SELECTED EXCERPT: Begin

Teams of “aggressive and experienced” spies are actively targeting Australians, the director of the Australian Security Intelligence Organisation (ASIO) has warned in revealing that stalking, terrorism threats and cyber security risks to Australian infrastructure are “real… now… and deeper and broader than you might think.”

After years in which the risk of sabotage had attenuated, ASIO director-general of security Mike Burgess said while delivering his latest annual Threat Assessment speech, the agency has recently noted the “re-emergence” of sabotage threats against critical infrastructure – most prominently through the “immediate, low cost and potentially high impact vector” of cyber security compromise.

One nation state, he said, is already known to be scanning Australia’s water, transport, and energy networks for potential vulnerabilities – a nod to Chinese government-backed hacking group Volt Typhoon, which was recently called out by US, UK, New Zealand, and Canadian authorities for its ongoing penetration of critical infrastructure around the world.

While the overall threat of extremist terrorism has receded somewhat, a recent uptick in grandstanding by “nationalist and racist violent extremists”, Burgess said, has left ASIO currently investigating a number of individuals and left the agency “concerned about a long actor moving from talk to action without warning.”

“There is,” he said, “the realistic possibility of a terrorist attack or attack planning in the next 12 months.”

The warning comes amidst near constant warnings about the dangers of scams, identity theft, deepfakes and ransomware to individuals and businesses – but with ASIO’s agents continuing to track foreign cyber spies out of the spotlight, Burgess said that many Australians are unaware that perceived “high value targets” within the Australian community are being actively stalked in the real world and on social media.

“Right now, there is a particular team in a particular foreign intelligence service with a particular focus on Australia,” he said, adding that the “aggressive and experienced” team – which has been christened by ASIO as the A-team, for ‘Australia team’ – is actively trawling professional networking sites “looking for Australians with access to privileged information”.

SELECTED EXCERPT: End
SUPPLIED MATERIAL: Begin

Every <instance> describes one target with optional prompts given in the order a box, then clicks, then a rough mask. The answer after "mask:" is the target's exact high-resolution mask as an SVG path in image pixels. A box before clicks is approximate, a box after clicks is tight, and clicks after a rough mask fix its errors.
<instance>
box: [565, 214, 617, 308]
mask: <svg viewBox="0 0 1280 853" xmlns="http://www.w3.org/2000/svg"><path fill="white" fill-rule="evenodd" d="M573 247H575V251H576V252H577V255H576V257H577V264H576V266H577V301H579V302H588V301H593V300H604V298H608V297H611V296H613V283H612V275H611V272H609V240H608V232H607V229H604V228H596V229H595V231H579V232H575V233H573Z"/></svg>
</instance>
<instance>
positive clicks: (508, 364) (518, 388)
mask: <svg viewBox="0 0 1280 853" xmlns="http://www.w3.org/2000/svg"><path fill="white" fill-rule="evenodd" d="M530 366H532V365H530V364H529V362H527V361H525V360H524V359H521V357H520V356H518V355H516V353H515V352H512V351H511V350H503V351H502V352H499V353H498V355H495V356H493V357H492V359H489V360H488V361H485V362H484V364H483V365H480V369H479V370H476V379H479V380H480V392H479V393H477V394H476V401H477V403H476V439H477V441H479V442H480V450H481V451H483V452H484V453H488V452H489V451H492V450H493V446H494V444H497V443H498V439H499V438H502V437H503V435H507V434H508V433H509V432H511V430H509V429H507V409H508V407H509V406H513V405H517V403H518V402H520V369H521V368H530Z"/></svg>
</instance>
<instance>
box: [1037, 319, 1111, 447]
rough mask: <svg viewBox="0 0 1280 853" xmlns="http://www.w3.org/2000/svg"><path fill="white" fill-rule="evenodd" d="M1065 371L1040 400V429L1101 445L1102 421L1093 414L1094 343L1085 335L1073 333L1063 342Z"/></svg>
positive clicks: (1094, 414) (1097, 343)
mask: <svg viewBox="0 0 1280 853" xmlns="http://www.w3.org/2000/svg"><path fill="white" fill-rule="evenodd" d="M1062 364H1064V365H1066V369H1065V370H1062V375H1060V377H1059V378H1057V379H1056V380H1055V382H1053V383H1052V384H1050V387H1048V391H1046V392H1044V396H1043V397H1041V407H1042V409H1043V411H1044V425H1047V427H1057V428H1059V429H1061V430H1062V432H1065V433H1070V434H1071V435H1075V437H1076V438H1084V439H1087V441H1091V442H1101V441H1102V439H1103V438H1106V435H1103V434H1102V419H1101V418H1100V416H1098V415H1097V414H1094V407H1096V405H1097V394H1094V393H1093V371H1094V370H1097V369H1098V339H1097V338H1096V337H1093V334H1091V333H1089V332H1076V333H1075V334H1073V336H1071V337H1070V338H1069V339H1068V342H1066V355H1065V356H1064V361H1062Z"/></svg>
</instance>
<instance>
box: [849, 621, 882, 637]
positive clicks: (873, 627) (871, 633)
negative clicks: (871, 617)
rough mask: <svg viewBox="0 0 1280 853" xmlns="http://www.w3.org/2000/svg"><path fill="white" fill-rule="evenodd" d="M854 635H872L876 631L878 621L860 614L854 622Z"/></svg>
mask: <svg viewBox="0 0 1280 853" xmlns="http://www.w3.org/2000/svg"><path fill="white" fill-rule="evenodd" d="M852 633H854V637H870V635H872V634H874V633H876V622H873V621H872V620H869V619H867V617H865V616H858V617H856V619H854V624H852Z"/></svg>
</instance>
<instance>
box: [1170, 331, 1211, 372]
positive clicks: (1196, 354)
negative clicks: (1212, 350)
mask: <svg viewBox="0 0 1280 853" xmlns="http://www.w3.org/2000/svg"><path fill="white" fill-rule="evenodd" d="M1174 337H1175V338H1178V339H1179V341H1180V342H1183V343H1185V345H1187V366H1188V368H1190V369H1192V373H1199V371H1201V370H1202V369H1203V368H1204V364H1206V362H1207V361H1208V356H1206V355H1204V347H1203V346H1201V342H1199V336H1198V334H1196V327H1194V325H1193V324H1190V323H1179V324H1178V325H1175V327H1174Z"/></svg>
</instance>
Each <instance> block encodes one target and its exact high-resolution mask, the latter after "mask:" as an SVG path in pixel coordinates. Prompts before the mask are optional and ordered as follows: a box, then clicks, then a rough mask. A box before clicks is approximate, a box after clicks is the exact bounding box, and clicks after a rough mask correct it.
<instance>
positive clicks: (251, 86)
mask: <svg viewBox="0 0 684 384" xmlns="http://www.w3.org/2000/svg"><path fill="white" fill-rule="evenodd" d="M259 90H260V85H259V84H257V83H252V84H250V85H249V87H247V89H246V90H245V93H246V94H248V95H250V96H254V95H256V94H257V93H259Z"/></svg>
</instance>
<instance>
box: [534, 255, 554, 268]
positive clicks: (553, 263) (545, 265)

SUPPLIED MATERIAL: End

YOUR GOAL :: Quote the full text on the ASIO threat warning word for word. The entries are not needed for what comes next.

EXERCISE OUTPUT ::
Teams of “aggressive and experienced” spies are actively targeting Australians, the director of the Australian Security Intelligence Organisation (ASIO) has warned in revealing that stalking, terrorism threats and cyber security risks to Australian infrastructure are “real… now… and deeper and broader than you might think.”

After years in which the risk of sabotage had attenuated, ASIO director-general of security Mike Burgess said while delivering his latest annual Threat Assessment speech, the agency has recently noted the “re-emergence” of sabotage threats against critical infrastructure – most prominently through the “immediate, low cost and potentially high impact vector” of cyber security compromise.

One nation state, he said, is already known to be scanning Australia’s water, transport, and energy networks for potential vulnerabilities – a nod to Chinese government-backed hacking group Volt Typhoon, which was recently called out by US, UK, New Zealand, and Canadian authorities for its ongoing penetration of critical infrastructure around the world.

While the overall threat of extremist terrorism has receded somewhat, a recent uptick in grandstanding by “nationalist and racist violent extremists”, Burgess said, has left ASIO currently investigating a number of individuals and left the agency “concerned about a long actor moving from talk to action without warning.”

“There is,” he said, “the realistic possibility of a terrorist attack or attack planning in the next 12 months.”

The warning comes amidst near constant warnings about the dangers of scams, identity theft, deepfakes and ransomware to individuals and businesses – but with ASIO’s agents continuing to track foreign cyber spies out of the spotlight, Burgess said that many Australians are unaware that perceived “high value targets” within the Australian community are being actively stalked in the real world and on social media.

“Right now, there is a particular team in a particular foreign intelligence service with a particular focus on Australia,” he said, adding that the “aggressive and experienced” team – which has been christened by ASIO as the A-team, for ‘Australia team’ – is actively trawling professional networking sites “looking for Australians with access to privileged information”.